Please gather every line of the data below that contains the word "black". Copy each of those lines in full.
Start of DATA TO USE
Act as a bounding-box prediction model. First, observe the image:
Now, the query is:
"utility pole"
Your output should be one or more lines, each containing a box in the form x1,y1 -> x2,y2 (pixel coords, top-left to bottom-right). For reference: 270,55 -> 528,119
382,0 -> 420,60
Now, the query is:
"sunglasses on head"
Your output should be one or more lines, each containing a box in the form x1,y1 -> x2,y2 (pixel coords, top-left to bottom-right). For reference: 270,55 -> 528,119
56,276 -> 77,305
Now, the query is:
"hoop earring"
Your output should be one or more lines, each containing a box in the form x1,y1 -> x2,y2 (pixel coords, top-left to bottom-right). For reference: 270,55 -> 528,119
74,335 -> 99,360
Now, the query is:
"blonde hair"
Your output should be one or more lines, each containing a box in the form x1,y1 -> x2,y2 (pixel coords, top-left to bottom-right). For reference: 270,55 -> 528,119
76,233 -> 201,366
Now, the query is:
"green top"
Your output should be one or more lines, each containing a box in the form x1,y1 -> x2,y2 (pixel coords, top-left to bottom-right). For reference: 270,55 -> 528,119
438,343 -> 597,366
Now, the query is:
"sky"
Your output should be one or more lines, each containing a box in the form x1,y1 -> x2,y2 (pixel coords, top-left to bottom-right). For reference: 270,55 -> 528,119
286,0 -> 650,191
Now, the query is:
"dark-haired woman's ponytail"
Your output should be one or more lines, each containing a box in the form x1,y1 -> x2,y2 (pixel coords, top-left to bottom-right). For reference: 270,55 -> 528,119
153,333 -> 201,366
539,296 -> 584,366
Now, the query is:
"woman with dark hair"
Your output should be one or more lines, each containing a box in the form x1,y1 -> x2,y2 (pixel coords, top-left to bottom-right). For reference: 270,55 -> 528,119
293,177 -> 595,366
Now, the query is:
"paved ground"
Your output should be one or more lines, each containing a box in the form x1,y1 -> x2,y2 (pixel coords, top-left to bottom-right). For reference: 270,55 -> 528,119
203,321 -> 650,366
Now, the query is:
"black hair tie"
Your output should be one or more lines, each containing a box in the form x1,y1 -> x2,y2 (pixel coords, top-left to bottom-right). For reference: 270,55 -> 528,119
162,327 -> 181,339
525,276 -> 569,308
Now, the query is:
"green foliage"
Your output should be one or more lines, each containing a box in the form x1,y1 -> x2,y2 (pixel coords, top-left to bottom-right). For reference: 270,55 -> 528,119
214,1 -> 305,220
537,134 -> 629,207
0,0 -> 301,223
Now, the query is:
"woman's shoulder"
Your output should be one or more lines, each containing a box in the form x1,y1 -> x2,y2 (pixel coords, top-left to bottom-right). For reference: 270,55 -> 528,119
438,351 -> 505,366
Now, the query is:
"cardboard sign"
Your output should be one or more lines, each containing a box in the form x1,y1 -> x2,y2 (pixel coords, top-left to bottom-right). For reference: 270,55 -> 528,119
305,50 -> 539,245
End of DATA TO USE
Start of DATA TO USE
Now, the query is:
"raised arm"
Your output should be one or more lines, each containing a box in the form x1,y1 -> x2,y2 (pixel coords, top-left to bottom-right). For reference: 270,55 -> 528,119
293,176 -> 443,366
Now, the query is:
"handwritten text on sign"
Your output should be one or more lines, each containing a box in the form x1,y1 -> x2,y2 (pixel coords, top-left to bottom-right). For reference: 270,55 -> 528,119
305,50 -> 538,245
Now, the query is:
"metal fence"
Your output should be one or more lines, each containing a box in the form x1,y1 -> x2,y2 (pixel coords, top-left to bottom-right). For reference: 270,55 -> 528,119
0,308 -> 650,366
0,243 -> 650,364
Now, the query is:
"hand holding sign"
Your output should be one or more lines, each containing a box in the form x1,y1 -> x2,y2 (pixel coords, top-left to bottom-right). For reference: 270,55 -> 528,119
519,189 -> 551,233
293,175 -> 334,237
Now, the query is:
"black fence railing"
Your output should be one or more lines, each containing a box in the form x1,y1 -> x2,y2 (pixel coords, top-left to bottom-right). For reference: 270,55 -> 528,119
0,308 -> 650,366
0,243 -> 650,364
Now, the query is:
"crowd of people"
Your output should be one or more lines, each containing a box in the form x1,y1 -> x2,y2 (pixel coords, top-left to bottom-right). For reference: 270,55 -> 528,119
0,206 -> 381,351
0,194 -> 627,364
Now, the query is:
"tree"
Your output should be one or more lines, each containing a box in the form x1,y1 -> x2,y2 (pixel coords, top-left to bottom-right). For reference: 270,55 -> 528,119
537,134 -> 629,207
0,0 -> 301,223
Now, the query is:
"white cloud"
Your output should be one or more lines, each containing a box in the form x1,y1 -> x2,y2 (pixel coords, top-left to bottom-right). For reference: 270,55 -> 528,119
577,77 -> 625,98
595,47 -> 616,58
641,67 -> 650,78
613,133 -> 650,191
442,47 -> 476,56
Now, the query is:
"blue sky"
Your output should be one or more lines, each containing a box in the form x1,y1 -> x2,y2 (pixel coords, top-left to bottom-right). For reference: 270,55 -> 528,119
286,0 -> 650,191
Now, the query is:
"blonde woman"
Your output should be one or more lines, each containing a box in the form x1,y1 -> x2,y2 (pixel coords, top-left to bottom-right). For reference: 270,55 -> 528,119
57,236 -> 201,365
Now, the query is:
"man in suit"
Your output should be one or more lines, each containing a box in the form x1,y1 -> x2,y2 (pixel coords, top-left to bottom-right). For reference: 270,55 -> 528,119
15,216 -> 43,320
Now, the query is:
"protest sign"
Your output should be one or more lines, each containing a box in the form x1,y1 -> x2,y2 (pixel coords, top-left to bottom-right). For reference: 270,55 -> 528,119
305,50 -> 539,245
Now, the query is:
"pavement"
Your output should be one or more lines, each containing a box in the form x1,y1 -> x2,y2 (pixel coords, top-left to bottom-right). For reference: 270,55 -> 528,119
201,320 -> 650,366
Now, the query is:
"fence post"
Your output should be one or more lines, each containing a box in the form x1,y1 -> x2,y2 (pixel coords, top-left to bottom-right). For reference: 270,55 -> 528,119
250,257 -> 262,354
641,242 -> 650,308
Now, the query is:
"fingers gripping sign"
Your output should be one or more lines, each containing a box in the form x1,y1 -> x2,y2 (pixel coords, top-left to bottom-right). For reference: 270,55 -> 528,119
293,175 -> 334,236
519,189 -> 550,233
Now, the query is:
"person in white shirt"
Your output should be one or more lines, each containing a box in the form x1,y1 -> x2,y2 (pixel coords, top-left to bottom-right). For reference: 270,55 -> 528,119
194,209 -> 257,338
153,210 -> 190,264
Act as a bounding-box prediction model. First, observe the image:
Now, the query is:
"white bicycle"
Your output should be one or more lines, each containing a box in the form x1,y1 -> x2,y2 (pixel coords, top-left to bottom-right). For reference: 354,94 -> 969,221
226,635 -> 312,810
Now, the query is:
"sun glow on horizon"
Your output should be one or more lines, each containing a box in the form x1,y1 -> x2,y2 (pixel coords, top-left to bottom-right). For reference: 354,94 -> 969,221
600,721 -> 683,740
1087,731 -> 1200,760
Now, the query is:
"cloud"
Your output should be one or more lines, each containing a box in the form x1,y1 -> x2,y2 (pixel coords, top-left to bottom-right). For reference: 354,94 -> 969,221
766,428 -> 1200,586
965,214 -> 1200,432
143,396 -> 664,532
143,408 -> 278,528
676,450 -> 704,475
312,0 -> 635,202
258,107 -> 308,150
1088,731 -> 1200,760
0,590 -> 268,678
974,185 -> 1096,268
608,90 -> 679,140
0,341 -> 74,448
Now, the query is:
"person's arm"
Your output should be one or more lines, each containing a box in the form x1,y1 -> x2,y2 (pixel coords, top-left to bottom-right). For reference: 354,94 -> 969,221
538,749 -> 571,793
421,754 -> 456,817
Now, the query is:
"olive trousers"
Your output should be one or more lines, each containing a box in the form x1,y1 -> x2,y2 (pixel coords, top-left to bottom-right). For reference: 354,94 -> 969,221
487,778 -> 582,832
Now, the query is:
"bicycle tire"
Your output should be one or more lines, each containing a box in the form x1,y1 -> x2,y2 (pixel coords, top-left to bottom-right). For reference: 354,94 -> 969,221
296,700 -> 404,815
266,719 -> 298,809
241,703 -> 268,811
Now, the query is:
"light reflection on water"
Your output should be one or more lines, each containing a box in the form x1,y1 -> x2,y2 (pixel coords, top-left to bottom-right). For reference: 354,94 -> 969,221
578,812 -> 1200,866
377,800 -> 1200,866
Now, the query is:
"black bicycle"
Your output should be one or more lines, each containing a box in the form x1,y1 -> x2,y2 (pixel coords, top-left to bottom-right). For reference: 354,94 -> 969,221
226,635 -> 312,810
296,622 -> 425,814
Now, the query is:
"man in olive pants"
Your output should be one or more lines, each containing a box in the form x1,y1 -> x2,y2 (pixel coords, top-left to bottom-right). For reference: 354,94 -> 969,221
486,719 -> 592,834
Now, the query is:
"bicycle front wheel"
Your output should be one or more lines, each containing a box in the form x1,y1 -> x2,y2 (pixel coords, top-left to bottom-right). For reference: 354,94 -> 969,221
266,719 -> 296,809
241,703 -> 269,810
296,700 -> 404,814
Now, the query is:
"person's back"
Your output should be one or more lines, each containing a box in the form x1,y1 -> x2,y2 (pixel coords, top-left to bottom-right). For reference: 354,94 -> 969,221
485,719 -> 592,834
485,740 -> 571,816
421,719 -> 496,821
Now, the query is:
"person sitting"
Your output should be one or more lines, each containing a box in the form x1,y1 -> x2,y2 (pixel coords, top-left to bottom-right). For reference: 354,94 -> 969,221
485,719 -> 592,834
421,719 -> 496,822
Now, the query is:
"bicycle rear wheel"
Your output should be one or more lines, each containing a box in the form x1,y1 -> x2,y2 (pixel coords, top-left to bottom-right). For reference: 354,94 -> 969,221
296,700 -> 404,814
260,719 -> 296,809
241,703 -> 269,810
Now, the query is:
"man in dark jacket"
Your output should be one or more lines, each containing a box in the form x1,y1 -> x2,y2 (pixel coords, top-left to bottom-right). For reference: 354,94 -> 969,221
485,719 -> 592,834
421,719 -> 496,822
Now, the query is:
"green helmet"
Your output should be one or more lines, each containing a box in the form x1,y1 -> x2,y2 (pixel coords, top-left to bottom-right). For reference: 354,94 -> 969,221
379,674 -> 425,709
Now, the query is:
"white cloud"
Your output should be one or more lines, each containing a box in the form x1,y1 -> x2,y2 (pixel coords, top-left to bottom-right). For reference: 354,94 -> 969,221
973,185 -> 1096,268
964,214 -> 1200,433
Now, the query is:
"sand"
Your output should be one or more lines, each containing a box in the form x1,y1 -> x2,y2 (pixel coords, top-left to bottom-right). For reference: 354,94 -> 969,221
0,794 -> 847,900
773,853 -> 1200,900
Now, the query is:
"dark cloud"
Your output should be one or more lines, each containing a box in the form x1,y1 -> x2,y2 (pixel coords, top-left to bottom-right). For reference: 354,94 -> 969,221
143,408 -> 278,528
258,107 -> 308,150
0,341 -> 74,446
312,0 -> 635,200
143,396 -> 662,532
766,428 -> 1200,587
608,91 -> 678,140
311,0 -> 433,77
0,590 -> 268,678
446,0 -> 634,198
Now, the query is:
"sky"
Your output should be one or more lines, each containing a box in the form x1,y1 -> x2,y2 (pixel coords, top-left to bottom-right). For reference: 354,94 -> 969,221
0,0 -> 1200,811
End of DATA TO USE
**TASK SOLUTION:**
"black hair tie"
"black fence railing"
"black bicycle"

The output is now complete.